**Problem**
Reproduce the records starting with the line that contains "Check that every instance of the small" and going on through the line that contains "Check that every instance of the brown", swapping "keypoint" for "marker" and changing nothing else. Give only those lines, and leave out the pictures.

**Provided data**
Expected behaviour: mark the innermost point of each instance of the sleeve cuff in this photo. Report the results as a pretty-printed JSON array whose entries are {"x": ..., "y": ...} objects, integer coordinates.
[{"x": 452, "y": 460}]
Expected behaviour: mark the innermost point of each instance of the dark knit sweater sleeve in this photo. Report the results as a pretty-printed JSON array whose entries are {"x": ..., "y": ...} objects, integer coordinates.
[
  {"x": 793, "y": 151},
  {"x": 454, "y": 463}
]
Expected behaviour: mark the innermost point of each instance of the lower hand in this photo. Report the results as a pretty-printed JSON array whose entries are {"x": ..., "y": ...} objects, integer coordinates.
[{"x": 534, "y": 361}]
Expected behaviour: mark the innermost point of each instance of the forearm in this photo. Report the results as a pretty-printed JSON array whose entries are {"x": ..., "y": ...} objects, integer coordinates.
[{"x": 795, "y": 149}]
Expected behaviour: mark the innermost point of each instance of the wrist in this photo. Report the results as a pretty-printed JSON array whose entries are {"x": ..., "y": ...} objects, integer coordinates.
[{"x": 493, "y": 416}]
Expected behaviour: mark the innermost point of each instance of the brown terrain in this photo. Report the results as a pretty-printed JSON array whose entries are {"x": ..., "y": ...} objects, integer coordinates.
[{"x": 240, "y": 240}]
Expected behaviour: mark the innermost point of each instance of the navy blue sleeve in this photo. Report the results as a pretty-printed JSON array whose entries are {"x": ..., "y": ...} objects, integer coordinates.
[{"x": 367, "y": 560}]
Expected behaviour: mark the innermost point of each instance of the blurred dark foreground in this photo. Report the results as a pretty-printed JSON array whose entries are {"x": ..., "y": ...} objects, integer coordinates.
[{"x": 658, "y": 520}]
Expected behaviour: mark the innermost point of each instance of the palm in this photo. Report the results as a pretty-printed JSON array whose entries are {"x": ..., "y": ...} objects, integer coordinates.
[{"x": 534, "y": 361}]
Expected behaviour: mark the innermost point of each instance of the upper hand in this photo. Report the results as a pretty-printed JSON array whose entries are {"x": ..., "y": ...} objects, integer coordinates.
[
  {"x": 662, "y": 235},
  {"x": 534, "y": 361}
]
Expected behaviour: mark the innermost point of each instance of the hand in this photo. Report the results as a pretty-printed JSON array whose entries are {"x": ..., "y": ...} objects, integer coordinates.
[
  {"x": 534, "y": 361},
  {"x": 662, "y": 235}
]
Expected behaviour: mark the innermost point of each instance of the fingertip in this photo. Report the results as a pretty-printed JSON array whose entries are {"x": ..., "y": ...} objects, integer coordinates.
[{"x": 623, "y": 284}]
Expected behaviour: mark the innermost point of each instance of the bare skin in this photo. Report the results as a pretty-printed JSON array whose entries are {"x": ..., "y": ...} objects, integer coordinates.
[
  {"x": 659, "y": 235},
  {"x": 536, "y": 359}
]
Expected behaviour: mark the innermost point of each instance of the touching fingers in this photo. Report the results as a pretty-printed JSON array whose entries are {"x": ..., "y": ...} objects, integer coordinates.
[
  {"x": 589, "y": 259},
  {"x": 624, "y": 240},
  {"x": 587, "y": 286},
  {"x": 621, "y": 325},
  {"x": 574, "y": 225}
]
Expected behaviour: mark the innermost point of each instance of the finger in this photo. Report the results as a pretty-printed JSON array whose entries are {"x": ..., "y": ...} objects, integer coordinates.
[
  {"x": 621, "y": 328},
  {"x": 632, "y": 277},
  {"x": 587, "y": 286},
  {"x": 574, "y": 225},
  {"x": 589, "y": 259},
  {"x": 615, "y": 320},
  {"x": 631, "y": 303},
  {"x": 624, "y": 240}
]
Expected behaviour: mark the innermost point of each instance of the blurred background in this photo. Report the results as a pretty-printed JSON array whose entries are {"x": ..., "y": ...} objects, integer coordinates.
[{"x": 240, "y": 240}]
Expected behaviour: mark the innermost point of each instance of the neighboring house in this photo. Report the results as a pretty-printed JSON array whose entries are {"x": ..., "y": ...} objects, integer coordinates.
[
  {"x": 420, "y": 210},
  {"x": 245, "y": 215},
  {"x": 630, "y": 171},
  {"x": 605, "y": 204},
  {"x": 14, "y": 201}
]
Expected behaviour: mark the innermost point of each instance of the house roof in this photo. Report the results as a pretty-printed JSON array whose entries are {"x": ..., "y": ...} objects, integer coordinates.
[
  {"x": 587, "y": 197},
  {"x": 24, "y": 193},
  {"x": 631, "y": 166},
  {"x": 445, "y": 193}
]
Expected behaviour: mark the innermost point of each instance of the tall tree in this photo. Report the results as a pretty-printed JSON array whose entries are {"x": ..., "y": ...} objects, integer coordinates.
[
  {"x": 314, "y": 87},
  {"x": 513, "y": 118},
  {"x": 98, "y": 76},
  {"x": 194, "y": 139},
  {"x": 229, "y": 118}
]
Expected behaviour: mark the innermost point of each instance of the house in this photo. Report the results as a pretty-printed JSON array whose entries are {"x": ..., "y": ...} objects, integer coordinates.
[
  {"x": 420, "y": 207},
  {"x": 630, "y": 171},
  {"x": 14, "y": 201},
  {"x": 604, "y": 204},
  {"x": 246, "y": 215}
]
* * *
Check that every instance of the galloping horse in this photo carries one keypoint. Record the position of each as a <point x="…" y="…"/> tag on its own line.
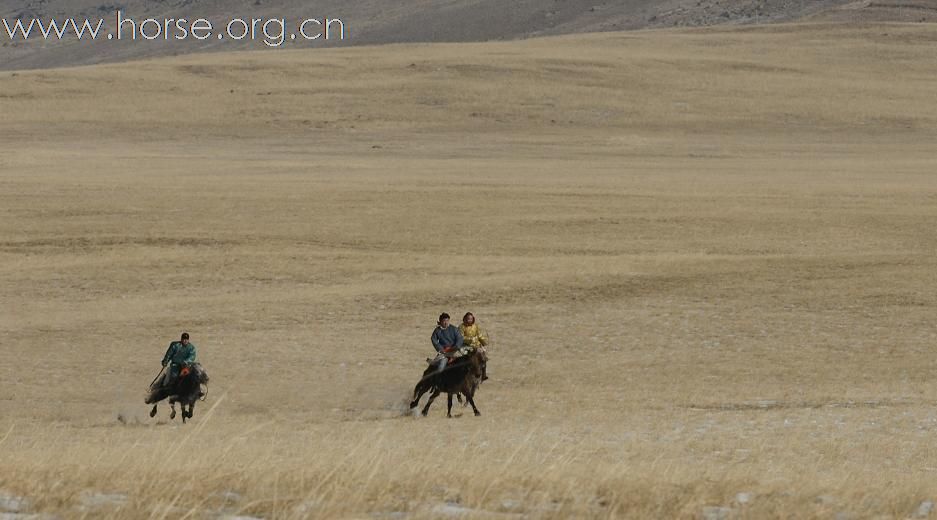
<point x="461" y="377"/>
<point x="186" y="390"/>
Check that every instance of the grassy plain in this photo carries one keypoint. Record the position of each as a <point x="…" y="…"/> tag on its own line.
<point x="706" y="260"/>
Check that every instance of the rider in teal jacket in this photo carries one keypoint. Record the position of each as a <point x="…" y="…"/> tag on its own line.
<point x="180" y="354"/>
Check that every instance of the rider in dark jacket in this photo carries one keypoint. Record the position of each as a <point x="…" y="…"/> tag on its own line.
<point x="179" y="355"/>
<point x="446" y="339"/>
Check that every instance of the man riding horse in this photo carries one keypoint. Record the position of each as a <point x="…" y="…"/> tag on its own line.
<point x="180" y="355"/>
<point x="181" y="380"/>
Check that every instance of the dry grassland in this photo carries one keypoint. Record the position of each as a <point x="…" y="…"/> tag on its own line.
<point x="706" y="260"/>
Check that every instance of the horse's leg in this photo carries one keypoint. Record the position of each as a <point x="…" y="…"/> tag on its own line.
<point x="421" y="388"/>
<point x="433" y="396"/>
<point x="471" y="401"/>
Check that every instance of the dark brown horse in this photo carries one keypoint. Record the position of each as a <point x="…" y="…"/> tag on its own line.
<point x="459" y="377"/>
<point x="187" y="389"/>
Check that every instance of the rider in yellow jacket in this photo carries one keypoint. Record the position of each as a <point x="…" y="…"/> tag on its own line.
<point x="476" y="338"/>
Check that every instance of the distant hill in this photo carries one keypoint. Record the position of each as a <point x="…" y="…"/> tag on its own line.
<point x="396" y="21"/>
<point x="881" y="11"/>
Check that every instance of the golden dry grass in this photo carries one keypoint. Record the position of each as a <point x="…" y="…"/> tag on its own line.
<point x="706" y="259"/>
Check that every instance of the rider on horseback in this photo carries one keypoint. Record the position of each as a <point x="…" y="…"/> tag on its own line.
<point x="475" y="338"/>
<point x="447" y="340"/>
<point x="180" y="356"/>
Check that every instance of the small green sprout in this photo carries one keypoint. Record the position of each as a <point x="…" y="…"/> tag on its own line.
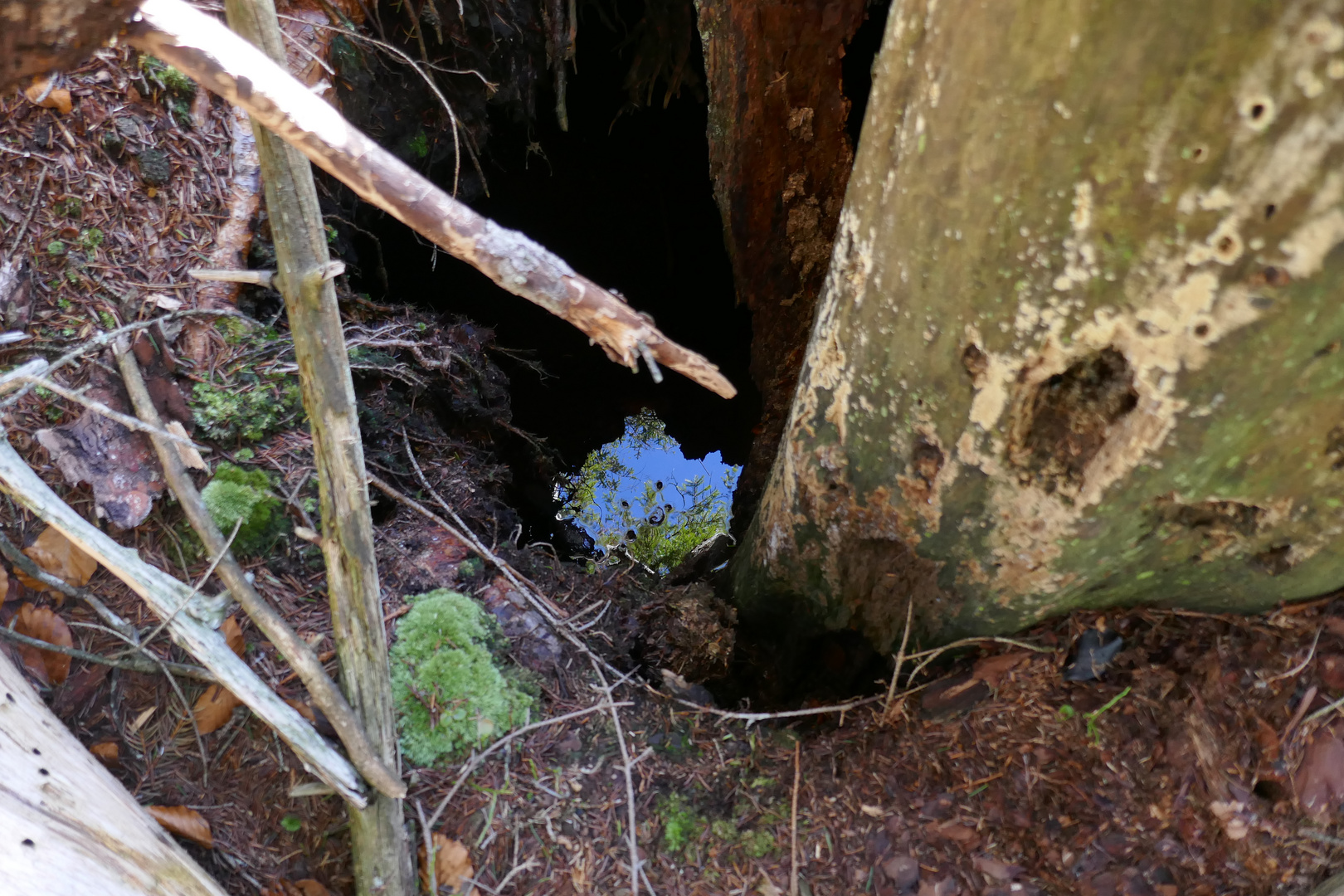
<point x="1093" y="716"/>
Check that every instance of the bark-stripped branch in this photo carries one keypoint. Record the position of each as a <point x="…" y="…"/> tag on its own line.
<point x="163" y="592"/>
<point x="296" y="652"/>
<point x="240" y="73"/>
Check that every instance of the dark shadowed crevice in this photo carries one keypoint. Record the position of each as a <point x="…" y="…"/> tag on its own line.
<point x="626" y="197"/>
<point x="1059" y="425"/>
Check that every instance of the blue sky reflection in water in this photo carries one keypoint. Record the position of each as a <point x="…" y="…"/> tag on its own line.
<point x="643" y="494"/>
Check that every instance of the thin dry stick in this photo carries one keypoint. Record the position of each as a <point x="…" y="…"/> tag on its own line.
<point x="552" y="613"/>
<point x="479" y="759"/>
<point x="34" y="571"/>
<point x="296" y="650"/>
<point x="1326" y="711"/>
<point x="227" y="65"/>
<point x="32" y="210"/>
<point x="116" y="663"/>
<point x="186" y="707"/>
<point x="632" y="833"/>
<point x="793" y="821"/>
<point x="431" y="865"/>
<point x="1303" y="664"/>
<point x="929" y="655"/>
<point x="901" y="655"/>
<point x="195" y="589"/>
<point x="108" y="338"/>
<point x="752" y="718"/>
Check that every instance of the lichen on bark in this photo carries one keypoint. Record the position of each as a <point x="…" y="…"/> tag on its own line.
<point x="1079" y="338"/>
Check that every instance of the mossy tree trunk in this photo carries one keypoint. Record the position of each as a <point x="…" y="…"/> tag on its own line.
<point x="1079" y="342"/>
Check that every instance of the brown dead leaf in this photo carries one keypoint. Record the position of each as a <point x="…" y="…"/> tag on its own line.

**Final answer**
Check that every instance of the small green sprout in this photo carries one marker. Record the position of each as a <point x="…" y="…"/> tag on its own line.
<point x="1093" y="716"/>
Check that every instance of the bark-stripped branch in this photo carries one marker. Record the position of each as a <point x="…" y="…"/> tag on its own line.
<point x="163" y="592"/>
<point x="296" y="652"/>
<point x="240" y="73"/>
Check that every instance of the dark shadowed crevice in this photo carries one marker. Record the position of each as a <point x="…" y="…"/> tag on its own line.
<point x="626" y="197"/>
<point x="1059" y="425"/>
Check that every instance of the blue sky reflection in water in this photo carries one marker. Record the position of each as a <point x="…" y="…"/> tag on its own line.
<point x="643" y="494"/>
Check that every instance of the thin dry stick in this photo carries one marker. Record the position of each as a <point x="…" y="…"/> tag on its own line.
<point x="552" y="613"/>
<point x="479" y="759"/>
<point x="34" y="571"/>
<point x="296" y="650"/>
<point x="1326" y="711"/>
<point x="227" y="65"/>
<point x="32" y="210"/>
<point x="116" y="663"/>
<point x="186" y="707"/>
<point x="632" y="833"/>
<point x="793" y="821"/>
<point x="431" y="865"/>
<point x="1303" y="664"/>
<point x="929" y="655"/>
<point x="901" y="655"/>
<point x="195" y="589"/>
<point x="108" y="338"/>
<point x="752" y="718"/>
Check that every instance of the lichen on bark in this photo carries one marker. Record the position of each as a <point x="…" y="…"/> tag on its own line.
<point x="1079" y="338"/>
Check that every instance of the mossy tree trunk in this photo carries one marker. Record the position of each as a <point x="…" y="…"/> tag on its own line.
<point x="1079" y="342"/>
Check that every instance of the brown dead leaf in this photo carries one marker. Record the position of each as a <point x="…" y="…"/> tag on its own line.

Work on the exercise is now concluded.